* Begin Supplied material *

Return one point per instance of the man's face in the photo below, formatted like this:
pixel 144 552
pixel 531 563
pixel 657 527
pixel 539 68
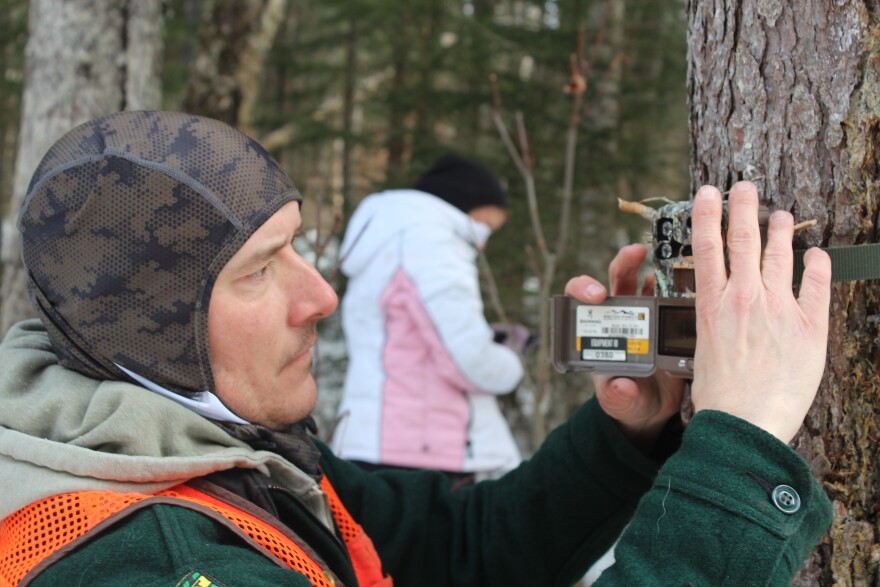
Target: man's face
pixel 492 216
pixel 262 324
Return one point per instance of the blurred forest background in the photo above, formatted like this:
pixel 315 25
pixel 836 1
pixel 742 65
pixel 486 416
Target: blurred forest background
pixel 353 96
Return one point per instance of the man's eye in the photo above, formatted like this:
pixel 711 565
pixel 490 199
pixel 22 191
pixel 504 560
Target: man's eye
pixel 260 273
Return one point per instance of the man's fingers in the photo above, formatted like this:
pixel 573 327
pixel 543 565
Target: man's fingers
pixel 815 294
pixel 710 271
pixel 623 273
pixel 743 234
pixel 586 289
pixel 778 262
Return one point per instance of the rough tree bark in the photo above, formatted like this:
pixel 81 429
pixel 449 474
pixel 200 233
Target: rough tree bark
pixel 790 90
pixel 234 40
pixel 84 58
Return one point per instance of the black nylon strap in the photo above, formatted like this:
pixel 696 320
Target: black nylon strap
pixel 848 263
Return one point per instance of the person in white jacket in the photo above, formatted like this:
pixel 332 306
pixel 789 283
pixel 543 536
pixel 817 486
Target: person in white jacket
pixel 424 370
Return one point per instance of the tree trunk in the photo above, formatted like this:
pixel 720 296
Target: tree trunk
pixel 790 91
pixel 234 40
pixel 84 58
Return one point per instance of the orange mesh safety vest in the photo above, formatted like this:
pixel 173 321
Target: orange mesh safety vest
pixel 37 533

* End Supplied material *
* Begin Supplied material *

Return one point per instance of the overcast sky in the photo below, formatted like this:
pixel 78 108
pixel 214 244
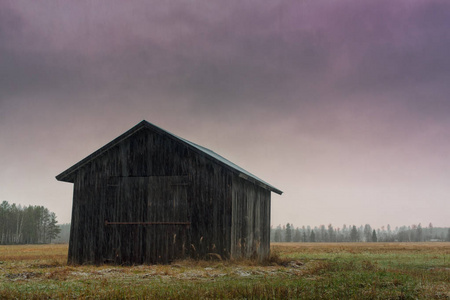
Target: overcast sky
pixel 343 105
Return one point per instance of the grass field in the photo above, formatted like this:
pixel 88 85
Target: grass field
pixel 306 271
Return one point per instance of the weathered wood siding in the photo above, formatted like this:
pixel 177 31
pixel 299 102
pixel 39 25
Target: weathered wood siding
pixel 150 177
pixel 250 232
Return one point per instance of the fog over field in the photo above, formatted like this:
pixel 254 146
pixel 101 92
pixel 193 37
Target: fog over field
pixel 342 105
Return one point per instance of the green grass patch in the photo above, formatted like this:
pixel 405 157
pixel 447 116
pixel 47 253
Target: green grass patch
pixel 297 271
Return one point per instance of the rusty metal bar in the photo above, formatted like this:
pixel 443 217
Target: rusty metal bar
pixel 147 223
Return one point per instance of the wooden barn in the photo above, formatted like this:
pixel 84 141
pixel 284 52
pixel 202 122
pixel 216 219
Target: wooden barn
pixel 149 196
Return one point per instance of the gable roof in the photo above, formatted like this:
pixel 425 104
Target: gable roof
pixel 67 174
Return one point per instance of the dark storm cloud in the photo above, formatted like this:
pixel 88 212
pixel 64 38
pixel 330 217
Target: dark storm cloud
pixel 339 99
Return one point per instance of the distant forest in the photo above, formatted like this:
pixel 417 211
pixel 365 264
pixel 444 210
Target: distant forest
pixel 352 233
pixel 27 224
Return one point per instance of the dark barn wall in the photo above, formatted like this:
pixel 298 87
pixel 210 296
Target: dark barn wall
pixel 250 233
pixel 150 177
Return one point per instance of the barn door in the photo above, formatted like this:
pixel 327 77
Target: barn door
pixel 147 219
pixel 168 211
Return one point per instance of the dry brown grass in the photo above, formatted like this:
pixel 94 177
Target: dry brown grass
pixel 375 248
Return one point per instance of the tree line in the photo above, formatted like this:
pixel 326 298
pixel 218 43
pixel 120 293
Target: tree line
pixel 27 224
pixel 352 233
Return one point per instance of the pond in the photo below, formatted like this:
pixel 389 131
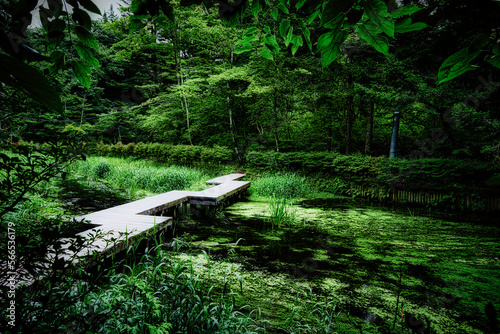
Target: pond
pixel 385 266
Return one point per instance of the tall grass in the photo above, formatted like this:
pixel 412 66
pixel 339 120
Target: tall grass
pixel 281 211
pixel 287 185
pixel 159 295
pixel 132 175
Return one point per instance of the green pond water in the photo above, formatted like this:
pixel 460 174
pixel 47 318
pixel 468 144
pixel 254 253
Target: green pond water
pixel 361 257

* End Supplied material *
* Begin Supplied material *

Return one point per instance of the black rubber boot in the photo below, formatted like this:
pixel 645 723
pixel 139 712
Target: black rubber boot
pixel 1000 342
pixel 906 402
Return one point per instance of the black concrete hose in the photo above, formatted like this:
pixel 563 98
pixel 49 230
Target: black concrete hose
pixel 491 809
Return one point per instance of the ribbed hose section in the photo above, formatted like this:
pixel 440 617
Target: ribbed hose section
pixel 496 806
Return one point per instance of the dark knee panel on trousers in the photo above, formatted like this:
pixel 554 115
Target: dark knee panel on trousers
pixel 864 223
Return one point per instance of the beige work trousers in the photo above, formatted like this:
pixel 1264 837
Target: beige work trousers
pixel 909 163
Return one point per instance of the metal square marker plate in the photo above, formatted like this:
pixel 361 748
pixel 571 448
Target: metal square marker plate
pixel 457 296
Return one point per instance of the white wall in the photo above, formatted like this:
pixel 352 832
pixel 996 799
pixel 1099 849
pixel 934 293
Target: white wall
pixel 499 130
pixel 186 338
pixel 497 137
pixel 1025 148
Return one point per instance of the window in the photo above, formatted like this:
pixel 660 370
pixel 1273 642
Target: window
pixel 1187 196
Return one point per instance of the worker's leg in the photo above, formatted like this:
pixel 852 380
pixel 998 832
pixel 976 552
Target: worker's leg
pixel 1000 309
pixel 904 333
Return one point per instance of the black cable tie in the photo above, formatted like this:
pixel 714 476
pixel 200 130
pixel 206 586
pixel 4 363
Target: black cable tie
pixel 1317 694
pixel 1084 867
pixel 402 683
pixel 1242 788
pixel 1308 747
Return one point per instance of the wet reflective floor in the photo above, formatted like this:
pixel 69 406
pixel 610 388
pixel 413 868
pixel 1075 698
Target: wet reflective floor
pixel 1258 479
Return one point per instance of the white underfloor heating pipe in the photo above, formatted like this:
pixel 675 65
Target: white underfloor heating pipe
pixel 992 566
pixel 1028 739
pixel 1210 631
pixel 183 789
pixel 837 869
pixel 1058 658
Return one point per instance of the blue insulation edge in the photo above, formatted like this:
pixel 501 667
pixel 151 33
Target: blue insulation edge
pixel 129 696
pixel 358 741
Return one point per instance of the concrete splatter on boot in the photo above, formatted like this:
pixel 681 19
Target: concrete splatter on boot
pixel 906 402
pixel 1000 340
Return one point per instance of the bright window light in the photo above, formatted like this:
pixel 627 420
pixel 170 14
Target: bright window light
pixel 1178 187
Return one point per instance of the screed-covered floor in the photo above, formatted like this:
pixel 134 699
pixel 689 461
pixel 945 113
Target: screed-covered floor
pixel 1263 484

* End Supplied material *

**Your objective:** Repeat the lines above verbatim, from the line containing "Return one point per instance of the man's face" to the line containing "pixel 260 273", including both of those lines, and omit the pictures.

**Solution for this exercise:**
Return one point per instance of the man's face in the photo below, formatted like this:
pixel 144 552
pixel 531 563
pixel 657 527
pixel 539 68
Target: man's face
pixel 492 216
pixel 262 324
Return one point per instance of the blurred forest background in the photo above, formatted like this:
pixel 315 25
pixel 836 1
pixel 742 65
pixel 486 416
Target: blurred forest background
pixel 353 96
Return one point per instance of the man's eye in the photo above, formatted like this:
pixel 711 565
pixel 490 199
pixel 22 191
pixel 504 560
Target: man's eye
pixel 260 273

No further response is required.